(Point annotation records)

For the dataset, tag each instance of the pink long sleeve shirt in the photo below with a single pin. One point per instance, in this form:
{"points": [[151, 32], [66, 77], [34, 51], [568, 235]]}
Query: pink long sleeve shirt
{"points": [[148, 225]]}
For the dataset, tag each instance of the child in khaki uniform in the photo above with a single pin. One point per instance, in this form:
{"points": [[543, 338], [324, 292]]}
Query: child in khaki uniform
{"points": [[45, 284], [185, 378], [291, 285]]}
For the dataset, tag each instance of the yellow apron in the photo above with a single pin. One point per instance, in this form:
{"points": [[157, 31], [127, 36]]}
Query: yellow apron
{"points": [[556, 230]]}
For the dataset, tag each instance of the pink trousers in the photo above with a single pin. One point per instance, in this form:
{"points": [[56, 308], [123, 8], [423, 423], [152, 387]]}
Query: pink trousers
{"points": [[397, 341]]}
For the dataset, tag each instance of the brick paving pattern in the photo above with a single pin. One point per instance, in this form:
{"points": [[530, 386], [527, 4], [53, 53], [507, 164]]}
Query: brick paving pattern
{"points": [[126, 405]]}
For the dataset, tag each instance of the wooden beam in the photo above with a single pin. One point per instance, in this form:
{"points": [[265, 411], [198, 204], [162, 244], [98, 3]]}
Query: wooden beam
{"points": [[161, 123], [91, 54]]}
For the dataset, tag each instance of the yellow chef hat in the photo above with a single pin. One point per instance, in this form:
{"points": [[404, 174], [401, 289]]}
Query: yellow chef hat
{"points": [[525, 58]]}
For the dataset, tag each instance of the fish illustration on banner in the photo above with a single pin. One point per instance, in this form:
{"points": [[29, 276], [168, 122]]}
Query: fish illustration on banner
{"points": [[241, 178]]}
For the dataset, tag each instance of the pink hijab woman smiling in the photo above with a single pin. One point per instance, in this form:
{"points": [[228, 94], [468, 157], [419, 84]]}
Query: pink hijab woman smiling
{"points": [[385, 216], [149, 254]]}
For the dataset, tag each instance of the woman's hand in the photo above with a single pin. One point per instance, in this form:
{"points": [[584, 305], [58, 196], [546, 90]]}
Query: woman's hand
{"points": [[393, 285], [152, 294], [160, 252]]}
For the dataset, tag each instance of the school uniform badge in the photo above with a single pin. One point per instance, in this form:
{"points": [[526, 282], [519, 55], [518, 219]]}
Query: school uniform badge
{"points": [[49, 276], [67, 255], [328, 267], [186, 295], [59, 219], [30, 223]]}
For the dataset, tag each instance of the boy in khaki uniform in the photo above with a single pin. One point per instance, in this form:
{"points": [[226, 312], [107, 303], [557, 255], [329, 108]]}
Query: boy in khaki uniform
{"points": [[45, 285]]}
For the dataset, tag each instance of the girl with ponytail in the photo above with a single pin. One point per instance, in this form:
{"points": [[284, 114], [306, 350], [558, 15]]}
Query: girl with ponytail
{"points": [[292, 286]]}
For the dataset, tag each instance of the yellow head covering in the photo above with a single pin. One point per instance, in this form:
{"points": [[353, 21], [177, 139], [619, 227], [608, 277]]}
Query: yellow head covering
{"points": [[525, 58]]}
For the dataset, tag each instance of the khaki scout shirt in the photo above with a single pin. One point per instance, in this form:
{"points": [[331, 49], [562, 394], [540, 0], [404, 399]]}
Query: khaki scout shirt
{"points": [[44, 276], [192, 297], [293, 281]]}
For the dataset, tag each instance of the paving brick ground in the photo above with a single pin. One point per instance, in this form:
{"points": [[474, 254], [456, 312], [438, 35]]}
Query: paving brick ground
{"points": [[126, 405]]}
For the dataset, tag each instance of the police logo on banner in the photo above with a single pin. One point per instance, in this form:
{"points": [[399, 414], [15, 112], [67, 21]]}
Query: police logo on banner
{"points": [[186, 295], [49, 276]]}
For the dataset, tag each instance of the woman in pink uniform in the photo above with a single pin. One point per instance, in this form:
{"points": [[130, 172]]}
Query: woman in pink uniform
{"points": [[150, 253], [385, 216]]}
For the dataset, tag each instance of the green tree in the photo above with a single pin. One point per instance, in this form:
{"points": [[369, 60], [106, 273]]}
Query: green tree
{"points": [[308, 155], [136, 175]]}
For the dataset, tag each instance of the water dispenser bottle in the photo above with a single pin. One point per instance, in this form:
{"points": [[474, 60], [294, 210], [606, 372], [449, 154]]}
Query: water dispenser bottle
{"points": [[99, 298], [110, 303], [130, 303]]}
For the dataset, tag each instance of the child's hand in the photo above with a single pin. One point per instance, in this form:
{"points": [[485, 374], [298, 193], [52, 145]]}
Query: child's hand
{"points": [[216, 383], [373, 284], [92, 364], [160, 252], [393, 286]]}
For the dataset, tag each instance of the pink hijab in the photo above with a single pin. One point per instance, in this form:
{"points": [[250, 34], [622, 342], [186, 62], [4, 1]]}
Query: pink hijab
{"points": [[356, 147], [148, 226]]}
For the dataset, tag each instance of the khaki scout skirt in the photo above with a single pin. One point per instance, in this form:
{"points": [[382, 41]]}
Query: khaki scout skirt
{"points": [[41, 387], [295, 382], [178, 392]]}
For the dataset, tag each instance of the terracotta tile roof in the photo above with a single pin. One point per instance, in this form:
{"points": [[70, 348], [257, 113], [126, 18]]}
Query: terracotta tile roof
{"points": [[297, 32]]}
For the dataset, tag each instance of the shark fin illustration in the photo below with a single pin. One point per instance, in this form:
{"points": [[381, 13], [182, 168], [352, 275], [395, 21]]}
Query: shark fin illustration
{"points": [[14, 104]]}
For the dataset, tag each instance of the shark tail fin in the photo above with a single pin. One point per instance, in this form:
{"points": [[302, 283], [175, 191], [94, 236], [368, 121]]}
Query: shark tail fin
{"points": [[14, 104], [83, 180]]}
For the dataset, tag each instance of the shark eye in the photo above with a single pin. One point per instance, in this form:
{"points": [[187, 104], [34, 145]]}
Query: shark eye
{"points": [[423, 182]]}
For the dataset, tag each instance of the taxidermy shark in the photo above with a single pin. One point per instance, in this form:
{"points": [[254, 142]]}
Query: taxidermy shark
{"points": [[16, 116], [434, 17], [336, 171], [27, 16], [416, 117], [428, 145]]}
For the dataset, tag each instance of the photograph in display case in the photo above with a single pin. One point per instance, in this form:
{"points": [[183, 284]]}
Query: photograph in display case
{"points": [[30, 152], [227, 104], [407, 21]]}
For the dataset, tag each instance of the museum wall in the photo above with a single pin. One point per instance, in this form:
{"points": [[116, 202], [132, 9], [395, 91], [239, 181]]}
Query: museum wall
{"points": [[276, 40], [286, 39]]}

> [Objective]:
Set every line of the listing down word for word.

> [Output for this task]:
For the dataset, tag each instance of the pink long sleeve shirt in the photo below with a single pin. One point per instance, in this form:
{"points": [[151, 32], [66, 77], [34, 51], [568, 235]]}
Query: pink long sleeve shirt
{"points": [[148, 225]]}
For the dataset, tag each instance of the child in khaki uniform in the photo above with a single pin. One point per instance, in this form:
{"points": [[543, 338], [324, 292]]}
Query: child in khaki uniform
{"points": [[45, 284], [185, 378], [291, 285]]}
For the dataset, tag each instance of the yellow apron in the photo above with a single pin. One point per instance, in this form:
{"points": [[157, 31], [127, 36]]}
Query: yellow apron
{"points": [[556, 230]]}
For the dataset, tag each instance of the pink trousers in the photo above with a single pin. One point per instance, in this form:
{"points": [[56, 308], [123, 8], [423, 423], [152, 387]]}
Query: pink trousers
{"points": [[397, 341]]}
For the dataset, tag each instance of the brick paving pattern in the photo above with a single pin. One point per instance, in this form:
{"points": [[530, 386], [527, 4], [53, 53], [507, 164]]}
Query: brick paving pattern
{"points": [[126, 405]]}
For the dataset, tag each instance of the wooden beam in the photo above with a single pin. One point per instance, in this form:
{"points": [[265, 411], [198, 204], [162, 244], [98, 3]]}
Query: wooden beam
{"points": [[161, 123], [91, 54]]}
For the dataset, tag each instance of the yellow chef hat in the photo above with a single pin. One point per instance, in this form:
{"points": [[404, 174], [401, 289]]}
Query: yellow chef hat
{"points": [[525, 58]]}
For the dataset, tag each instance of the fish illustration on banner in the photo above with a single pin. One point per instance, in this form:
{"points": [[29, 276], [168, 122]]}
Query: fish illustration on banner
{"points": [[241, 178]]}
For the dataset, tag each instance of the pink hijab woman smiling in the photo above with a single pin. One point per instance, in this form:
{"points": [[228, 94], [468, 157], [419, 84]]}
Query: pink hijab woman smiling
{"points": [[385, 216], [149, 254]]}
For the dataset, tag each instance of the woman's hand in the photo above with a single pin. One point per instance, in this form:
{"points": [[584, 305], [58, 196], [546, 90]]}
Query: woman's hand
{"points": [[393, 285], [152, 294], [160, 252]]}
For the dataset, tag each instance of the school uniform badge in the photo above with a single pin. One point per instance, in this form:
{"points": [[526, 282], [519, 55], [518, 219]]}
Query: school uniform badge
{"points": [[49, 276], [67, 255], [328, 267], [186, 295], [59, 219], [30, 223]]}
For the dataset, tag each instance of the boy in khaki uniform in the photo above with a single pin. One point per instance, in this form:
{"points": [[226, 312], [107, 303], [557, 255], [329, 108]]}
Query: boy in khaki uniform
{"points": [[45, 285]]}
For the dataset, tag each instance of the girl with ponytail in the photo above with a single pin. One point per instance, in this form:
{"points": [[284, 114], [306, 350], [558, 15]]}
Query: girl with ponytail
{"points": [[292, 286]]}
For the dataset, tag each instance of the yellow head covering in the photo above with a single pin. One point per instance, in this form:
{"points": [[353, 21], [177, 139], [619, 227], [608, 277]]}
Query: yellow head covering
{"points": [[525, 58]]}
For the dataset, tag each instance of the khaki scout shirt in the photo above with a single pin. One point per instance, in this form:
{"points": [[331, 49], [562, 394], [540, 0], [404, 399]]}
Query: khaki scout shirt
{"points": [[44, 276], [192, 297], [293, 281]]}
For the dataset, tag each instance of the paving brick ground in the photo above with a single pin. One point per instance, in this form:
{"points": [[474, 254], [456, 312], [438, 35]]}
Query: paving brick ground
{"points": [[126, 405]]}
For the dataset, tag each instance of the police logo on banner in the photo above with a single pin. One point per instance, in this form:
{"points": [[399, 414], [15, 112], [67, 21]]}
Query: police logo on banner
{"points": [[186, 295], [49, 276]]}
For the dataset, tag each instance of the woman in pink uniform in the photo above with a single pin. One point per instance, in this form:
{"points": [[130, 172]]}
Query: woman in pink uniform
{"points": [[150, 253], [385, 216]]}
For the dataset, tag each instance of the green tree in the photo above with a single pin. One point per instance, in this form:
{"points": [[369, 60], [106, 273]]}
Query: green tree
{"points": [[308, 155], [136, 175]]}
For the dataset, tag each instance of the water dispenser bottle in the photo above with a single pin. One point per instance, in this form:
{"points": [[474, 60], [294, 210], [606, 372], [449, 154]]}
Query: water dispenser bottle
{"points": [[99, 298], [110, 303], [130, 303]]}
For the dataset, tag each instance of the child's hand in the photo above with a single pin. One point per instance, in this form:
{"points": [[485, 374], [298, 193], [52, 145]]}
Query: child's hand
{"points": [[216, 383], [373, 284], [92, 364], [160, 252], [393, 286]]}
For the dataset, tag each instance of the pink hijab in the photo above with a single pin. One point per instance, in this form:
{"points": [[250, 34], [622, 342], [186, 62], [4, 1]]}
Query: pink hijab
{"points": [[356, 147], [148, 226]]}
For the dataset, tag each instance of the khaki scout skirt in the photo above with a single pin. One point per instance, in this form:
{"points": [[382, 41]]}
Query: khaki scout skirt
{"points": [[41, 387], [295, 382], [178, 392]]}
For the dataset, tag each instance of the terracotta tile roof in the photo above with a single pin. One point per instance, in this form:
{"points": [[70, 348], [257, 113], [126, 18]]}
Query: terracotta tile roof
{"points": [[297, 32]]}
For the dataset, tag each instance of the shark fin illustration in the photo below with a single pin. One point per instance, in this form:
{"points": [[381, 13], [182, 168], [352, 275], [395, 21]]}
Query: shark fin illustration
{"points": [[14, 104]]}
For the dataset, tag each instance of the shark tail fin in the photo above with a single pin. One point per instance, in this form:
{"points": [[302, 283], [175, 191], [94, 236], [368, 121]]}
Query: shark tail fin
{"points": [[14, 104], [83, 180]]}
For the dataset, tag each instance of the shark eye in the photo above with a single pin. One point per instance, in this form:
{"points": [[187, 104], [34, 145]]}
Query: shark eye
{"points": [[423, 182]]}
For the dataset, tag each instance of the taxidermy shark in the photo above with a single pin. One point per instance, in this form:
{"points": [[254, 142]]}
Query: taxidermy shark
{"points": [[16, 116], [434, 17], [336, 171], [27, 16], [416, 117], [428, 145]]}
For the dataset, tag each instance of the photograph in display case in the photo above with a single pin. One point per instance, in this form:
{"points": [[183, 284]]}
Query: photograph in display case
{"points": [[30, 152], [227, 104], [407, 21]]}
For the dataset, tag each instance of the museum wall in the photo above with a single pin. One point per instance, in this form:
{"points": [[116, 202], [132, 9], [395, 91], [239, 181]]}
Query: museum wall
{"points": [[276, 40], [286, 39]]}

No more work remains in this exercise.